Input data –

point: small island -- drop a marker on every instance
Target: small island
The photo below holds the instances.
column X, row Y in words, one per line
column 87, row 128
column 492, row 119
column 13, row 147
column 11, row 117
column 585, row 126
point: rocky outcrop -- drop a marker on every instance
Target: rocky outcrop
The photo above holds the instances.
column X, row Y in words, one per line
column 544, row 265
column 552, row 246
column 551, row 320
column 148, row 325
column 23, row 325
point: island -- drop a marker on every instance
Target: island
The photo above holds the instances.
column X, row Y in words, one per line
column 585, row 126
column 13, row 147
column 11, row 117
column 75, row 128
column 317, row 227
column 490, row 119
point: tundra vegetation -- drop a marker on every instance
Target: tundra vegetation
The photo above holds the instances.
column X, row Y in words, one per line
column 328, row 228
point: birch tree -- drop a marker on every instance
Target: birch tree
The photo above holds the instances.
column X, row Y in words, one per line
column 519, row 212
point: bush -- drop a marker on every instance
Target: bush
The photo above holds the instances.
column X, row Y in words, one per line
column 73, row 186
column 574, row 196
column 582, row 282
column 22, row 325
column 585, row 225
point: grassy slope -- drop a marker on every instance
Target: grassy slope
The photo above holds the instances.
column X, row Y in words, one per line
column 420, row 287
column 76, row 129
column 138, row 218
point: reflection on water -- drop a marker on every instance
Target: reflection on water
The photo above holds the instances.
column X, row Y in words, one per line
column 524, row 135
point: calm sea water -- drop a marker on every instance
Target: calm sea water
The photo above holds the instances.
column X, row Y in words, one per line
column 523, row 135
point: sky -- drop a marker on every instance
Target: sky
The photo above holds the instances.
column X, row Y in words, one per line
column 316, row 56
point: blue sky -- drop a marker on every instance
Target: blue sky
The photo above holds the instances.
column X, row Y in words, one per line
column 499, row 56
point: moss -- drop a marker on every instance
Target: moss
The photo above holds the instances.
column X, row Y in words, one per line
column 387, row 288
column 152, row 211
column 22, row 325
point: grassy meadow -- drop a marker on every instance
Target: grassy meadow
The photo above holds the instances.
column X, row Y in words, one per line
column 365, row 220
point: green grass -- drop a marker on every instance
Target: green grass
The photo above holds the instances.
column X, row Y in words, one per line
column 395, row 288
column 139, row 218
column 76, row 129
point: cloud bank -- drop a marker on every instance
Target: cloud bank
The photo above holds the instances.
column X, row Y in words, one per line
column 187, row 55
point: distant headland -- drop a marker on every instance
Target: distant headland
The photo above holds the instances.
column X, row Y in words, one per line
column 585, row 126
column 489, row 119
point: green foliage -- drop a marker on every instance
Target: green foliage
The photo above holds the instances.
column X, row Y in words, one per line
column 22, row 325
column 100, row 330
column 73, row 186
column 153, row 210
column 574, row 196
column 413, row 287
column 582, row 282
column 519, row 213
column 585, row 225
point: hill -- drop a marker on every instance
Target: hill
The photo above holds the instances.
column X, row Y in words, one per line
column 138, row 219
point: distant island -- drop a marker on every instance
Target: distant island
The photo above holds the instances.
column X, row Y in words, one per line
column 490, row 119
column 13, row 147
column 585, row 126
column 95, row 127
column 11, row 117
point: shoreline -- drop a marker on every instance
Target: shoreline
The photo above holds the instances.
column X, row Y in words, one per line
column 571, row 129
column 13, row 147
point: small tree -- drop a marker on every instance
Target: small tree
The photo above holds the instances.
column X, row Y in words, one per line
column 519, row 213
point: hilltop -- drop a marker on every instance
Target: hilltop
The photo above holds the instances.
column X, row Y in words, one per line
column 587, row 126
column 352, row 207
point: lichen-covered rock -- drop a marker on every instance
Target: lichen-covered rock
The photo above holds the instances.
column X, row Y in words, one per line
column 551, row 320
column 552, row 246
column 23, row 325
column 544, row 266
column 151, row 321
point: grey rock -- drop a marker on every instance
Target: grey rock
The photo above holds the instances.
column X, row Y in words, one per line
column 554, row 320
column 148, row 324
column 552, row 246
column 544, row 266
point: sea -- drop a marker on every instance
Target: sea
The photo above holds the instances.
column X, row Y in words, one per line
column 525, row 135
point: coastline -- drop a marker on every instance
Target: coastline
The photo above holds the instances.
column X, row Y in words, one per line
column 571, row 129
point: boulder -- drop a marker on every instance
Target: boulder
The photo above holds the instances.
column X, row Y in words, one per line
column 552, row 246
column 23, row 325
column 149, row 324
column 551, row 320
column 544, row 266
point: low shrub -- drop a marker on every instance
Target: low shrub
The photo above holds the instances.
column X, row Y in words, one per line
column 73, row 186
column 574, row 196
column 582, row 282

Instructions for the task –
Restate every line of the data word for word.

Solved problem –
point: small island -- drop a marker on every instance
Target: small island
The photo below holds the instances.
column X, row Y in words, one per line
column 87, row 128
column 492, row 119
column 13, row 147
column 11, row 117
column 585, row 126
point: rocky outcrop -- drop a marker on every instance
Target: rocky outcrop
The photo above holds the instances.
column X, row Y in words, one per line
column 544, row 265
column 552, row 246
column 551, row 320
column 148, row 325
column 23, row 325
point: island -- drop a marker on every instance
Target: island
The photo above holds the instances.
column X, row Y in words, one per line
column 585, row 126
column 13, row 147
column 11, row 117
column 75, row 128
column 317, row 227
column 490, row 119
point: tundra vegetation -- drop a marker on every instance
Target: tundra vegetation
The photo above holds the instances.
column X, row Y in words, one per line
column 328, row 228
point: birch tree -- drop a marker on every instance
Target: birch tree
The photo above holds the instances.
column X, row Y in words, one per line
column 519, row 212
point: bush -- drop a marker on every instance
Target: bush
The photo above holds the instances.
column X, row Y in words, one per line
column 73, row 186
column 574, row 196
column 582, row 282
column 22, row 325
column 585, row 225
point: grassy slope -- drop a marker on every instance
Target: grassy slope
The photo above holds the instances.
column X, row Y in words, one per line
column 420, row 287
column 76, row 129
column 138, row 218
point: reflection on water -- drop a marker on every instance
Target: reflection on water
The photo above holds the instances.
column X, row Y in words, one per line
column 524, row 135
point: calm sea water -- drop a marker on every instance
Target: calm sea water
The photo above holds the instances.
column X, row Y in words, one per line
column 523, row 135
point: sky -- drop a marker on every instance
Target: sky
The photo above holds the instances.
column X, row Y in words, one per line
column 316, row 56
point: blue sky -- drop a marker on every instance
Target: blue sky
The photo above holds the instances.
column X, row Y in words, one per line
column 499, row 56
point: moss -- drop a marker on every instance
Target: moss
The photo above holds the instances.
column X, row Y in words, one per line
column 387, row 288
column 152, row 211
column 22, row 325
point: grassy meadow -- drop a marker on every instance
Target: grassy meadow
The photo above holds the instances.
column X, row Y in words, one per line
column 365, row 220
point: green grass -- drop a marker on every instance
Target: green grass
The photo above holds the instances.
column X, row Y in words, one per line
column 395, row 288
column 139, row 218
column 76, row 129
point: cloud bank -- drop a marker on every instance
Target: cloud bank
The photo above holds the instances.
column X, row Y in words, one per line
column 187, row 55
point: distant headland -- drop a marker on every instance
Target: distant headland
The photo above holds the instances.
column X, row Y in words, one per line
column 585, row 126
column 489, row 119
point: green foliage -- drop a marker on every instance
Target: green foliage
The photo above holds the instances.
column X, row Y in words, one per line
column 22, row 325
column 100, row 330
column 73, row 186
column 153, row 210
column 574, row 196
column 413, row 287
column 582, row 282
column 519, row 213
column 585, row 225
point: hill -- drop a marker on every instance
Target: hill
The photo above holds the instances.
column X, row Y in words, one per line
column 138, row 219
point: distant island -- drop a marker on every instance
Target: distant island
The photo above holds the instances.
column X, row Y in words, one per line
column 490, row 119
column 13, row 147
column 585, row 126
column 95, row 127
column 11, row 117
point: shoreline -- drop a marker on every instance
Target: shoreline
The photo above holds the instances.
column X, row Y in words, one per line
column 571, row 129
column 13, row 147
point: small tree -- drop a marker on every instance
Target: small tree
The photo above holds the instances.
column X, row Y in words, one per line
column 519, row 213
point: hilltop -- drop a marker on every instance
Target: hilltop
The photo above holds the instances.
column X, row Y in words, one per line
column 587, row 126
column 352, row 207
point: lichen-covered rock -- drop a marker on every instance
Target: lichen-covered rock
The photo above holds the instances.
column X, row Y in words, one per line
column 551, row 320
column 552, row 246
column 23, row 325
column 544, row 266
column 151, row 321
point: grey rock -- drop a marker on every instance
Target: grey rock
The photo above holds the instances.
column X, row Y in words, one per line
column 554, row 320
column 148, row 324
column 552, row 246
column 544, row 266
point: sea -- drop a marker on every instance
Target: sea
The photo above holds the instances.
column X, row Y in words, one per line
column 525, row 135
point: coastline -- drop a marker on every instance
Target: coastline
The photo above holds the instances.
column X, row Y in words, one per line
column 571, row 129
point: boulder -- drop a marker on every instance
Target: boulder
The photo above holds the instances.
column X, row Y in words, one per line
column 552, row 246
column 23, row 325
column 149, row 324
column 551, row 320
column 544, row 266
point: low shrub -- drop a marker on every instance
Target: low shrub
The photo above holds the instances.
column X, row Y in words, one per line
column 73, row 186
column 574, row 196
column 582, row 282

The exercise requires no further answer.